Named object pointing entries:
----------
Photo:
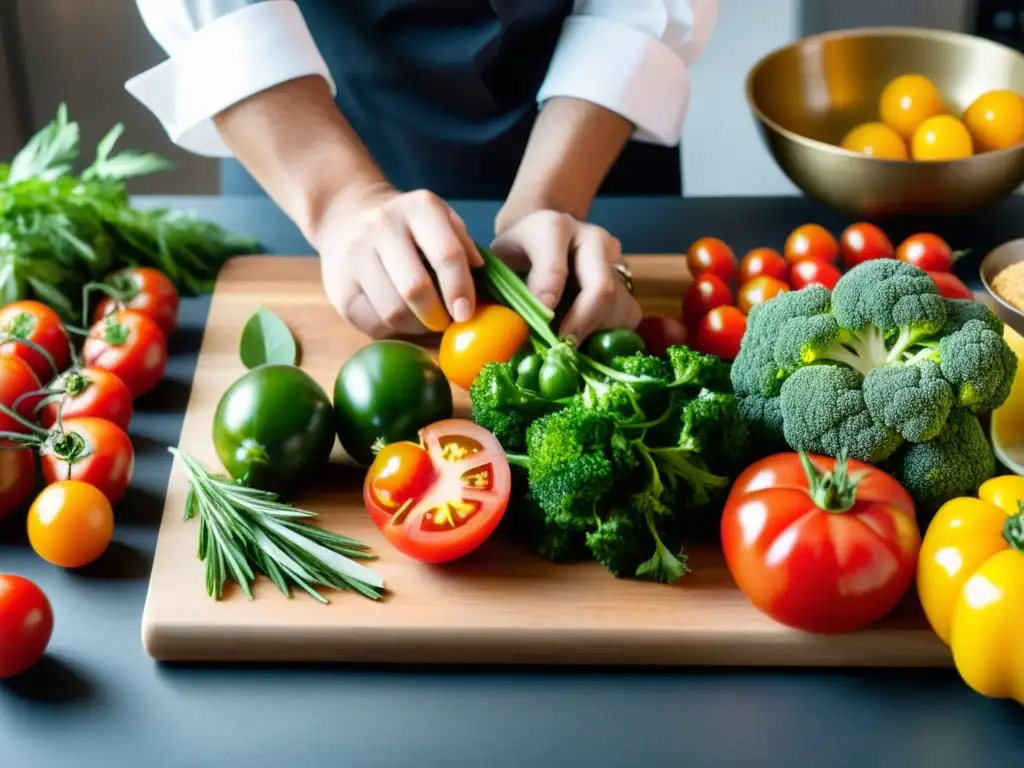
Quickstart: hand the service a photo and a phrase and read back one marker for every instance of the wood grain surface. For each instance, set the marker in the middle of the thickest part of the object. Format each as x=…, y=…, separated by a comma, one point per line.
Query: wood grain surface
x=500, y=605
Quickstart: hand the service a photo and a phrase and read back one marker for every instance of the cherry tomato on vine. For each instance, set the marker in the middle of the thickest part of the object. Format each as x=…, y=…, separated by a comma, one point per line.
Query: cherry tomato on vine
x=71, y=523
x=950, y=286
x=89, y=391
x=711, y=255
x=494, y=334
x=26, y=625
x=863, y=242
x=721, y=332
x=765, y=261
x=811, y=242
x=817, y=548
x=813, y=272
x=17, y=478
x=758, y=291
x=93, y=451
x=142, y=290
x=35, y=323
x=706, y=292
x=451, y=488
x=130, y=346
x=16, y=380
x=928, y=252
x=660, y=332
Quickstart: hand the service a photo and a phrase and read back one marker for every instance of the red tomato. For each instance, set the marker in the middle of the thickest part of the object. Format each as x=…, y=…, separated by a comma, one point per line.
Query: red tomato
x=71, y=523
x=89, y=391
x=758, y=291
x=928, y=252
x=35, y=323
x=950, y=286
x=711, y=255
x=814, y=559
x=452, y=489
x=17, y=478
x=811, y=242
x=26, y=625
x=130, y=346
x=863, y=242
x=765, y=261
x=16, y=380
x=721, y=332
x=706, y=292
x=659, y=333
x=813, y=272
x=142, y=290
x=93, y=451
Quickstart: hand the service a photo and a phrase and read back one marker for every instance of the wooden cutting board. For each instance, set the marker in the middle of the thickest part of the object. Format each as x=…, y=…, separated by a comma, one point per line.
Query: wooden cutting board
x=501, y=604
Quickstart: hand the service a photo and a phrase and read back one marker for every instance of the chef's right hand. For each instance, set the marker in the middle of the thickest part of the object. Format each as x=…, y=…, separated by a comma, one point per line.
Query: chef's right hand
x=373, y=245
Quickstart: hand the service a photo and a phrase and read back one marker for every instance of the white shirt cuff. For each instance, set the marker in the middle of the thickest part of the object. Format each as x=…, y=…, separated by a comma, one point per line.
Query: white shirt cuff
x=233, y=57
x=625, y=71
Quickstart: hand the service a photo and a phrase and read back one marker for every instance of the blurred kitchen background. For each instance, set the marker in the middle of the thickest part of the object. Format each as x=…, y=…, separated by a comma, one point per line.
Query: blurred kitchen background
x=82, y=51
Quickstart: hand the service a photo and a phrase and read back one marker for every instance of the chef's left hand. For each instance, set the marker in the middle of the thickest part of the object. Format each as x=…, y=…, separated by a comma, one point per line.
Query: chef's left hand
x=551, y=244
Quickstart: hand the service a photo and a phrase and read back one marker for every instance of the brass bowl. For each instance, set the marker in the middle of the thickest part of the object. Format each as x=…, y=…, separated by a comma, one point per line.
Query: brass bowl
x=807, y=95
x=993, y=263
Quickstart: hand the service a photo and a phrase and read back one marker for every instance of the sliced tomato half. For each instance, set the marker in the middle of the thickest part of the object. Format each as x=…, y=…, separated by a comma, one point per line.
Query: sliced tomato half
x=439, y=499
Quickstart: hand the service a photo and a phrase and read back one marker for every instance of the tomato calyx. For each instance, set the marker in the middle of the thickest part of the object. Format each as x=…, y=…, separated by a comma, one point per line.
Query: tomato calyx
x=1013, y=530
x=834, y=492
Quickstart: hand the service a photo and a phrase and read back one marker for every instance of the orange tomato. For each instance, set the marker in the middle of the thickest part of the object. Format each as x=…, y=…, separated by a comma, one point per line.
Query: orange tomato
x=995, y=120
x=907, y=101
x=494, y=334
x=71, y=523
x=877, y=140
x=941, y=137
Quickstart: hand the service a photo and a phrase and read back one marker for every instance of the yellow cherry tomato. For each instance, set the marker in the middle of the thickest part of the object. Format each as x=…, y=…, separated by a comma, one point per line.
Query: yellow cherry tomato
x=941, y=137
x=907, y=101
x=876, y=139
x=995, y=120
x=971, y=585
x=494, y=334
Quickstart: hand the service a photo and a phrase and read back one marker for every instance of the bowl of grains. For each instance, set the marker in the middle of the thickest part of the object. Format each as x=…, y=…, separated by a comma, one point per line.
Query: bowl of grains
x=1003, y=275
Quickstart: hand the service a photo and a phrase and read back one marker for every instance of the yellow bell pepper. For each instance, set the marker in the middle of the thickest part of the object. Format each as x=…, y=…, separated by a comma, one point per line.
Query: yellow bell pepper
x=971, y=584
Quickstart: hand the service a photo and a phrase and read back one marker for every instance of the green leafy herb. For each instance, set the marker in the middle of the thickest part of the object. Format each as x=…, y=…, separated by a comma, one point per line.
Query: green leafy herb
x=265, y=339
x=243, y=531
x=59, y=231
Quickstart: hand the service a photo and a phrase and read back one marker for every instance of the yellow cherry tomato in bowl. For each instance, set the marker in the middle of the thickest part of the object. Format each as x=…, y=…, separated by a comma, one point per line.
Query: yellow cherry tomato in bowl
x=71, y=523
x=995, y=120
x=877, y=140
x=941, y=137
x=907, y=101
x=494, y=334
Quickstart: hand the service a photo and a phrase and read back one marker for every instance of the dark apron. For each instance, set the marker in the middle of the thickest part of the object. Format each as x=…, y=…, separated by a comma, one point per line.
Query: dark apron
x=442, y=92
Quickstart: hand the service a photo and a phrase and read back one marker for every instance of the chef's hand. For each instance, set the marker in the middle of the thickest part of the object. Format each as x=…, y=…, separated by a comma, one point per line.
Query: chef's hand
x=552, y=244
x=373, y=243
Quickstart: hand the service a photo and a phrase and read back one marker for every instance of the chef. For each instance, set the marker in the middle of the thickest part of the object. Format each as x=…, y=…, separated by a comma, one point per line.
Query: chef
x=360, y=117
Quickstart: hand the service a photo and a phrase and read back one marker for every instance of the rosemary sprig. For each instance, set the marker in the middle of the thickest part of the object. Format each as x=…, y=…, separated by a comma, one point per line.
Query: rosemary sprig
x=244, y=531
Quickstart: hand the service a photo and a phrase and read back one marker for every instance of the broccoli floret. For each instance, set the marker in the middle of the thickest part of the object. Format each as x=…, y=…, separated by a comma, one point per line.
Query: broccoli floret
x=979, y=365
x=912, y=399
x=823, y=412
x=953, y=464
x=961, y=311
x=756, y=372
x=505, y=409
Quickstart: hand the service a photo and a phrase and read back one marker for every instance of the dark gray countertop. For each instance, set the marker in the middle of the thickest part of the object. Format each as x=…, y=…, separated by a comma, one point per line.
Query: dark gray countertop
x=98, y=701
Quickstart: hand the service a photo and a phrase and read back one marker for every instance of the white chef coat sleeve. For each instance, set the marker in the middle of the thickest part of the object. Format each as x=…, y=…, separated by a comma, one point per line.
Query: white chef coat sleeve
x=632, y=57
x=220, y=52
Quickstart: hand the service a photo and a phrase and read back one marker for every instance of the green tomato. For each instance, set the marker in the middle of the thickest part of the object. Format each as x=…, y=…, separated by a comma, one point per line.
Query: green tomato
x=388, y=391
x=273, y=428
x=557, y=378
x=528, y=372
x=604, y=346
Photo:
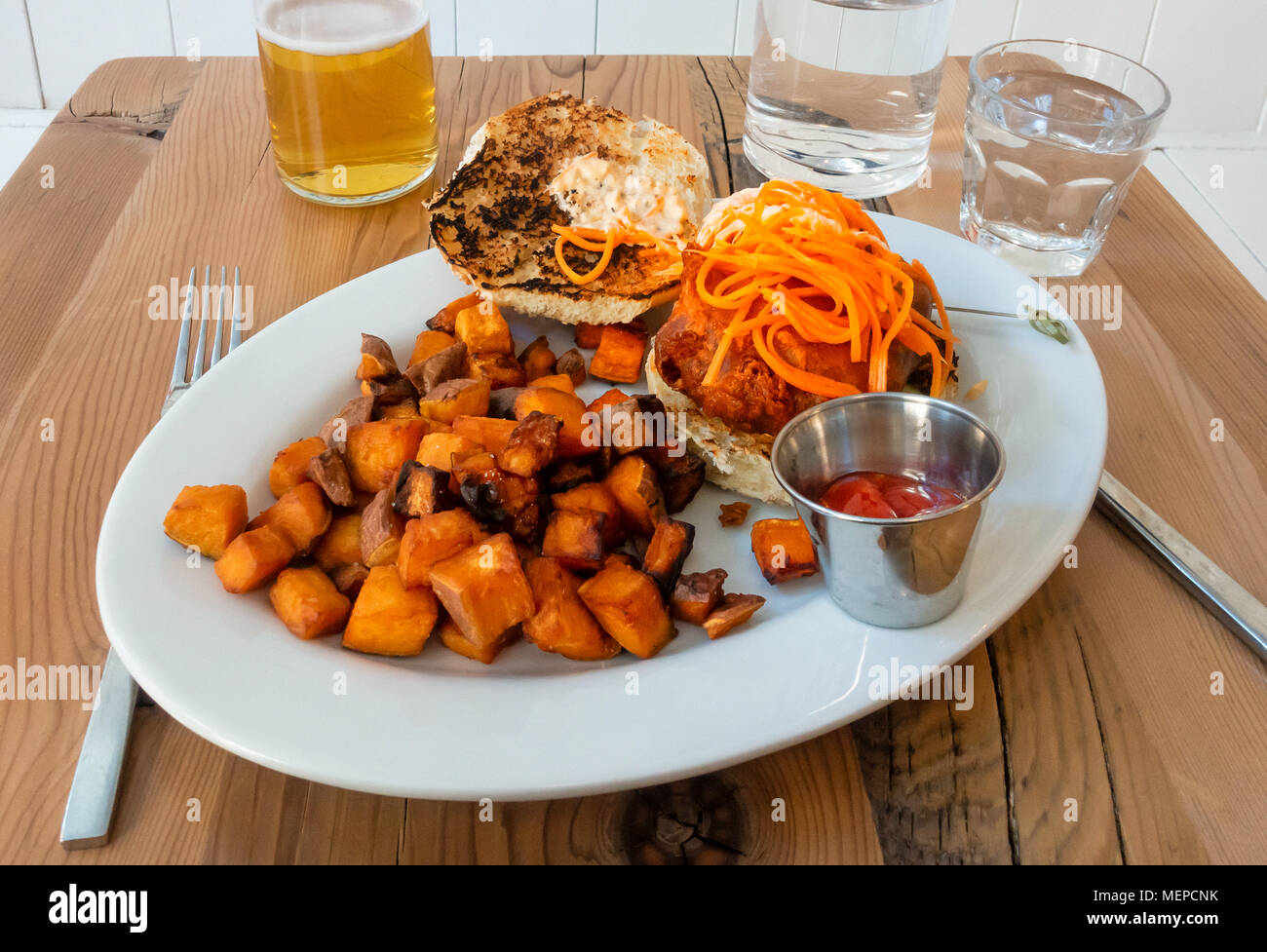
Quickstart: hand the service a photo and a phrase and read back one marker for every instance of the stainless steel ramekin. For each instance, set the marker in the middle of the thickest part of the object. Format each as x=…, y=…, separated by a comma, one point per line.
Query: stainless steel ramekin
----------
Copy all of the rows above word for word, but leave the pictures out.

| Result of this exercise |
Photo:
Quickstart: hand the service a photo and a phrase and read back one marker for every instance of the wood grain surface. For each instance, set the marker in the middle of the thickest part of the object. Format each as x=…, y=…, separated by a comma, one point per line.
Query: wood grain surface
x=500, y=605
Quickstart: hand the service a photo and a phrase and read back one marker for every instance of the cherry tomato on vine. For each instance, set the marker in the middle of the thickest part of the object. Format each as x=…, y=…, separated by a comma, one point per line.
Query: cherry tomato on vine
x=71, y=523
x=950, y=286
x=89, y=391
x=711, y=255
x=494, y=334
x=26, y=625
x=863, y=242
x=721, y=332
x=765, y=261
x=811, y=242
x=817, y=548
x=813, y=272
x=17, y=478
x=758, y=291
x=93, y=451
x=142, y=290
x=35, y=323
x=706, y=292
x=451, y=488
x=130, y=346
x=16, y=380
x=928, y=252
x=660, y=332
Quickstart: hand the service a photo and a phrase and read back one marker for every instance of the red tomato. For each instance, set the marker in the middle of the thickest part of the object. Format each as x=…, y=…, separated by a comma, one point per line.
Query: red tomato
x=71, y=523
x=89, y=391
x=758, y=291
x=928, y=252
x=35, y=323
x=950, y=286
x=711, y=255
x=814, y=559
x=452, y=489
x=17, y=478
x=811, y=242
x=26, y=625
x=130, y=346
x=863, y=242
x=765, y=261
x=16, y=380
x=721, y=332
x=706, y=292
x=659, y=333
x=813, y=272
x=142, y=290
x=93, y=451
Quickstart: hand the service a photo and a phrase and read back one marker for every instance of the wooden cutting board. For each instance, set the marker in the middle of the thickest part of the object. Format each as x=…, y=…, separated by a comma, one point per line.
Query: wooden cutting board
x=501, y=604
Quickstart: hand the service a photo and a phrase and read back one marker for every instance of the chef's right hand. For each instance, set the marker in the middle of the thickest part of the object. Format each as x=…, y=…, separated by a comma, one point per line.
Query: chef's right hand
x=373, y=245
Quickstart: hand the service a photo and a phrase and read back one marker for every instance of the white shirt cuff. For each instance, set the marker in the middle of the thickest part of the object. Format each as x=…, y=…, separated by a comma, one point per line.
Query: white shirt cuff
x=233, y=57
x=625, y=71
Quickstart: hand the service a photo and a phrase and read back one marker for every instance of the blurred kitchen background. For each instance, set the marker in the middle of the thickest part of the object. Format each as x=…, y=…, separated by a comma, one point per line.
Query: blurred kitchen background
x=82, y=51
Quickstart: hand the service a photo and a phrase and read back one marker for every instance of the chef's left hand. For each instance, set the marker in the middle of the thickest part of the object. Format each as x=…, y=…, separated by a comma, one point per line.
Query: chef's left hand
x=551, y=244
Quickstart: hand the service a photo and a phrase and read back one marker for every instance of the brass bowl. For each instance, set the marker in the middle of the thickest part of the object. Format each as x=…, y=…, separated by a comma, one point per line.
Query: brass bowl
x=807, y=95
x=993, y=263
Quickstart: hand the service a photo and a phrase and read back one marker for every instance of the sliced tomato half. For each instance, set the marker in the middle of the thickest part of the object. Format each as x=…, y=…, separated by a comma, one point per line.
Query: sliced tomato half
x=439, y=499
Quickstart: hand the service a photo and a phrase and read back one marker for every instance of the tomato calyx. For each instance, set the marker in the middle of the thickest part of the object. Format each as x=…, y=…, separated by a comma, one point per line.
Query: tomato calyx
x=1013, y=530
x=834, y=492
Quickstart: hand the service a photo and a phrase and read back one marker for every instance of the orange tomato. For each instance, set the marker in the middle of the thickest part of the object. Format each as x=…, y=…, separated by a comma, one point per line.
Query: orange tomato
x=995, y=120
x=907, y=101
x=494, y=334
x=71, y=523
x=877, y=140
x=941, y=137
Quickstart: hand the service a photo and a phrase and read back one marker for every instance of the yellow cherry tomato. For each instance, set the marker in the middle of the thickest part of the object. Format each as x=…, y=…, separated by a comma, one point per line.
Query: yellow cherry tomato
x=941, y=137
x=907, y=101
x=876, y=139
x=995, y=120
x=971, y=585
x=494, y=334
Quickstart: hand the service a photo and a phrase and read back one marker for every instance of the bowl of grains. For each instance, set the marker in the middle of the thickest part of the object. Format each as x=…, y=…, separated by a comma, one point per line.
Query: bowl of grains
x=1003, y=275
Quickstart: hand the service a photo and a phrase and read back one marker for every instance of the yellow bell pepper. For each instance, set the marker in the middle of the thickest part of the object. Format each as x=…, y=…, separated by a comma, one point per line.
Query: yellow bell pepper
x=971, y=584
Quickstart: hand the service a photo and a phrase and read back one marker for every instance of the green leafy herb. For each instance, set the marker in the middle of the thickest part of the object. Format each as x=…, y=…, separated by a comma, one point per line.
Query: green leafy herb
x=265, y=339
x=243, y=531
x=59, y=231
Quickstart: hand the service a photo and a phrase and read back one marker for every instance of the yellow cherry tomato in bowl. For each instance, set the marker in the middle of the thickest part of the object. Format each as x=…, y=…, separated by a comma, one point per line.
Query: yellow cherry tomato in bowl
x=71, y=523
x=995, y=120
x=877, y=140
x=941, y=137
x=907, y=101
x=494, y=334
Quickstart: hand the service a photo and a phrase and read back one marker for every instance of the dark apron. For each instance, set the marker in the middle of the thickest part of the object. Format each as x=…, y=…, separated by a comma, one point per line.
Query: dark apron
x=442, y=92
Quickstart: hand the service a photo and a phrase and read back one marker for every instance of the chef's hand. For each instance, set the marker in the middle of the thickest part of the object. Format each as x=…, y=…, separated by a comma, one point per line.
Query: chef's hand
x=552, y=244
x=373, y=243
Quickstart: hand the service a photo and a phrase and read back one marker for every instance of the chef. For each instance, set the marker in the middle of the thickest part of the object. Format each as x=…, y=…, separated by a comma, one point per line.
Query: chef
x=360, y=117
Quickstart: hand the service a photo and a phrase and read back one marker for every instance of the rosemary sprig. For each instance, set the marker in the middle of the thickest part of the object. Format each as x=…, y=…, separated by a comma, one point per line.
Query: rosemary sprig
x=244, y=531
Quickstart: hand the service a photo and a phrase and read back one marker for every instance of the broccoli floret. For each instance, set the marker in the middle of the thickest part of the object. Format each as x=…, y=…, separated by a comma, one point per line.
Query: broccoli floret
x=979, y=365
x=912, y=399
x=823, y=412
x=953, y=464
x=961, y=311
x=756, y=372
x=505, y=409
Quickstart: hand the service a photo and a phrase and read back one marker for every instance of the dark gray countertop. For each instance, set the marker in the middle of the thickest part of the object. Format each as x=…, y=…, separated by a comma, one point per line.
Query: dark gray countertop
x=98, y=701
Quickstart: hand the service a photo and a phrase and read back one marker for every instance of the white chef coat sleeve. For each instance, set the marker in the middle of the thickest part of the object. Format each as x=…, y=…, separated by a comma, one point per line.
Query: white chef coat sleeve
x=632, y=57
x=220, y=52
Quickstart: hand the service a photo and a phrase and read back one marker for every instance of the green tomato. For each instance, set the marker in the middle of the thickest part of the object. Format each as x=…, y=…, separated by a comma, one point per line.
Query: green tomato
x=388, y=391
x=273, y=428
x=557, y=378
x=528, y=372
x=604, y=346
Photo:
Quickstart: hand the service a photo and a phrase and read back one marker for every instance of the stainless steel ramekin. For each instance, set the marker in the middle of the thickest part of the object. Format each as x=…, y=…, separated by a comma, one point per line.
Query: stainless steel ramekin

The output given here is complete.